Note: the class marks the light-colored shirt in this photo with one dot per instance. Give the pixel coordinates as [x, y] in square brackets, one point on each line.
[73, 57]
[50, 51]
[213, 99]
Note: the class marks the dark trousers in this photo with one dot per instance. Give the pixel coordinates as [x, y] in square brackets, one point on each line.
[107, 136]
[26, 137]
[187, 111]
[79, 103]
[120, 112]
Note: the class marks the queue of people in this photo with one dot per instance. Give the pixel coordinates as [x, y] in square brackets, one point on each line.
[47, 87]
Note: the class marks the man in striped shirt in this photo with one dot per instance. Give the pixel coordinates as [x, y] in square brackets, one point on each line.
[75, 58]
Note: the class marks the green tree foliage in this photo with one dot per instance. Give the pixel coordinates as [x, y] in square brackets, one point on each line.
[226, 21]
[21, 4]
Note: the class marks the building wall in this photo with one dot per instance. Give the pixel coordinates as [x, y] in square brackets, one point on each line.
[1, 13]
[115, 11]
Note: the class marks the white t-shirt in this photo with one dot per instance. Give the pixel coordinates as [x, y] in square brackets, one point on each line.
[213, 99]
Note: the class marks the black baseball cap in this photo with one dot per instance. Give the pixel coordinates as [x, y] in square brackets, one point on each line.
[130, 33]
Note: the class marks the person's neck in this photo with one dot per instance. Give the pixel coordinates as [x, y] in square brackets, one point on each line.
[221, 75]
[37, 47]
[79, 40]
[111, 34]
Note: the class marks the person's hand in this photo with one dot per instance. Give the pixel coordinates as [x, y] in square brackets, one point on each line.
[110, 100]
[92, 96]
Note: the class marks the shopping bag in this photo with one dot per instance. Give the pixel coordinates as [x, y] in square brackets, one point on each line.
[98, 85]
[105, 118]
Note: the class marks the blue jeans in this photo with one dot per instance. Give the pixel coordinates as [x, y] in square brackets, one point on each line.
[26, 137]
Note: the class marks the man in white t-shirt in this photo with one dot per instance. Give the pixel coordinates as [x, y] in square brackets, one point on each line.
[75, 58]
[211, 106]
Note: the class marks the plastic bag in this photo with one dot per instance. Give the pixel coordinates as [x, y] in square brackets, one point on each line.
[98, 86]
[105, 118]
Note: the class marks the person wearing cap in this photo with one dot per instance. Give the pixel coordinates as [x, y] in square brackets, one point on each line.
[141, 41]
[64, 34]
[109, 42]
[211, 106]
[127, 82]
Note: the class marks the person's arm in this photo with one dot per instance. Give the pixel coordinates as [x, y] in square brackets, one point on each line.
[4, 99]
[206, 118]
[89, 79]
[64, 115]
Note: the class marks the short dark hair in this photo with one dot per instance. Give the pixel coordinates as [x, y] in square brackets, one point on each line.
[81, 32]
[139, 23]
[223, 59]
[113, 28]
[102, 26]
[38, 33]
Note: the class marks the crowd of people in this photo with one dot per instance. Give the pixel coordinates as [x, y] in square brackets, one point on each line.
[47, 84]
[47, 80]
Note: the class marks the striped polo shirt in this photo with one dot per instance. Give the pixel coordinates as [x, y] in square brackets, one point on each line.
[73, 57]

Work to complete => Repeat each entry above exactly as shown.

Output of the exercise =>
Note: the class marks the light-colored shirt in this photo with one dot per instance. Give the pixel coordinates as [x, y] in square brackets, one point on each line.
[73, 57]
[50, 51]
[213, 99]
Note: the class marks the dark trousers in this photo with one dot per instance. Give the pixel coordinates as [x, y] in square brackets, one point on each line.
[107, 136]
[26, 137]
[187, 111]
[79, 103]
[120, 112]
Note: the class marks the queue of people in this photo with one dot per instance. Give the pixel coordinates as [x, y] in square brackets, one point on each line.
[47, 87]
Note: the class marks the man in striped shirt in this photo with one dot per instance. Give the pixel coordinates as [x, y] in square brackets, one point on each line.
[75, 58]
Note: the class marks the green tree foliage in this photo with one dot per instance. Give the pixel coordinates as [x, y] in square brackets, one point on each line.
[226, 21]
[21, 4]
Note: the class marks the building wall in this photo with one dot per instance. Give the pixel coordinates as [x, y] in square brackets, one point on each line.
[1, 13]
[115, 11]
Note: the class marks the white t-shirt in this photo with one dot per instance. Give the pixel coordinates as [x, y] in square brackets, one point on each line.
[213, 99]
Note: the class marks the black baseball cap in this photo with one dot per instance. Give the pixel coordinates as [x, y] in square brackets, one point on each line.
[130, 33]
Note: the class marks the person's neck in this photo with one dot per instance. Give the pixel coordinates as [x, y] in square brackets, one point on each line.
[221, 75]
[37, 47]
[79, 40]
[111, 34]
Note: the class marks the person's hand in this photo with one dot per instance. Give the pixel coordinates as [x, y] in square brackets, one point on each line.
[110, 100]
[92, 96]
Note: the class marks the shopping bag in this photo with one dot per instance. Give the pixel coordinates as [x, y] in square brackets, one point on each line.
[98, 85]
[105, 118]
Note: the class marks the blue jeans in this photo with one dot per instance. Give the pixel coordinates as [x, y] in square brackets, one point on each line.
[26, 137]
Note: the class marks the man in white t-shirt in this photo with one dot per instance. Give the pixel coordinates as [x, y] in square brackets, one point on each line.
[75, 58]
[211, 106]
Note: the class marks the plastic bag in this photo with one dot per instance. Give the pixel coordinates as [x, y] in square brackets, one point on each line.
[98, 86]
[105, 118]
Note: the class marks the person wearing cap in this photo with one dot per instance. Give the pixel coordinates as [x, y] in square brackets, one point on each line.
[141, 41]
[64, 34]
[109, 42]
[211, 106]
[127, 82]
Note: the class marks the person's arm in this photo with one dot per instance. Give the pixel coordinates as [x, y] in square brackets, one point on each line.
[4, 99]
[206, 118]
[89, 79]
[64, 115]
Note: the class marks the short dark hair in this photo with one dot per instance. Give the pixel coordinates as [x, y] in square brackets, one point on each line.
[81, 32]
[139, 23]
[223, 59]
[113, 28]
[102, 26]
[38, 33]
Note: the class marks the crowd of people in this photo with one dot per instance. Give the pixel coordinates as [x, y] in square brackets, one point on each line.
[47, 84]
[47, 80]
Note: the class marks the striped polo shirt in this photo with one dot per instance. Give the pixel coordinates as [x, y] in square brackets, one point on each line.
[73, 57]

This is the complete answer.